What the exercise asks ▸ How might the news report below about volunteer doctors at a Gaza hospital during the Rafah assault continue? Write the next few paragraphs, picking up after its final sentence.

Thousands of Palestinians are sheltering in the hospital. Outside, sewage overflows in the streets, and drinking water is brackish or polluted, spreading disease. The road to the hospital from Rafah is now unsafe: The United Nations says an Israeli tank fired on a marked UN vehicle on the road on Monday, killing a UN security officer and wounding another.

When the Rafah assault began, FAJR Scientific's 17 doctors were living in a guesthouse in the city. With no warning from the Israeli army to evacuate, the team was stunned by bombs landing a few hundred meters from the clearly-marked house, said Mosab Nasser, FAJR's CEO.

They scrambled out, still wearing their scrubs, and moved to the European Hospital, where the other team was staying.

Dr. Mohamed Tahir, an orthopedic surgeon from London, does multiple surgeries a day on little sleep. He's often jolted awake by bombings shaking the hospital. Work is frantic. He recalled opening one man’s chest to stop bleeding, with no time to get him to the operating room. The man died.

Tahir said when the Rafah invasion began, Palestinian colleagues at the hospital nervously asked if the volunteers would leave.

"It makes my heart feel really heavy," Tahir said. The Palestinian staff knows that when the teams leave "they have no more protection; and that could mean that this hospital turns into Shifa, which is a very real possibility."

Israeli occupation forces stormed Gaza City's Shifa Hospital, the territory's largest, for a second time in March, leaving it in ruins.

The data ▸
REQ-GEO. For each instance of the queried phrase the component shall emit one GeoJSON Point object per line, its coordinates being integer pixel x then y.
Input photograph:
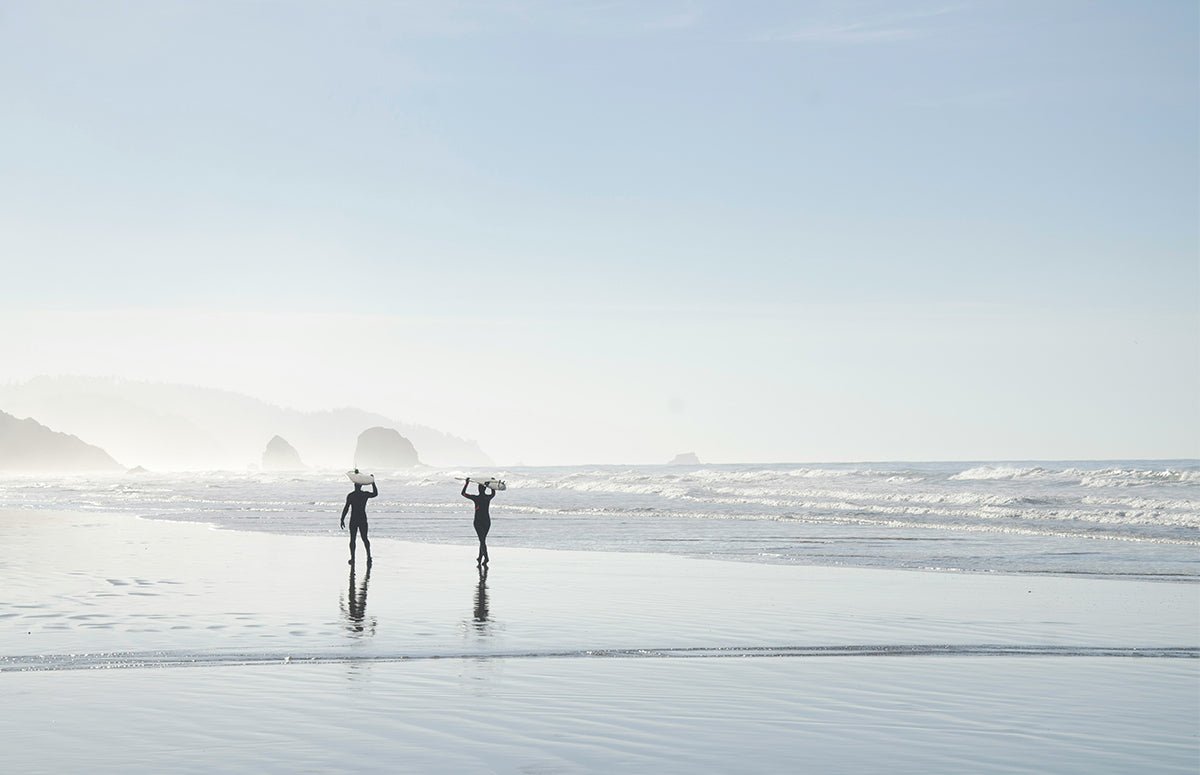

Result ▸
The patients Tahir has saved keep him going. Tahir and other surgeons operated for hours on a man with severe wounds to the skull and abdomen and shrapnel in his back. They did a second surgery on him Wednesday night.

"I looked at my colleagues and said, 'You know what? If this patient survives — just this patient — everything we've done, or everything we've experienced, would all be worth it,'" Tahir said.

Dr. Ahlia Kattan, an anesthesiologist and ICU doctor from California, said the hardest case for her was a 4-year-old boy, the same age as her son, who arrived with burns on more than 75 percent of his body, his lungs and spleen shattered. He didn't survive.

"He reminded me so much of my son," she said, holding back tears. "Everyone has different stories here that they're taking home with them."

Weighing heavily on all the volunteers, Kattan said, is "the guilt that we’re already feeling when we leave, that we get to escape to safety."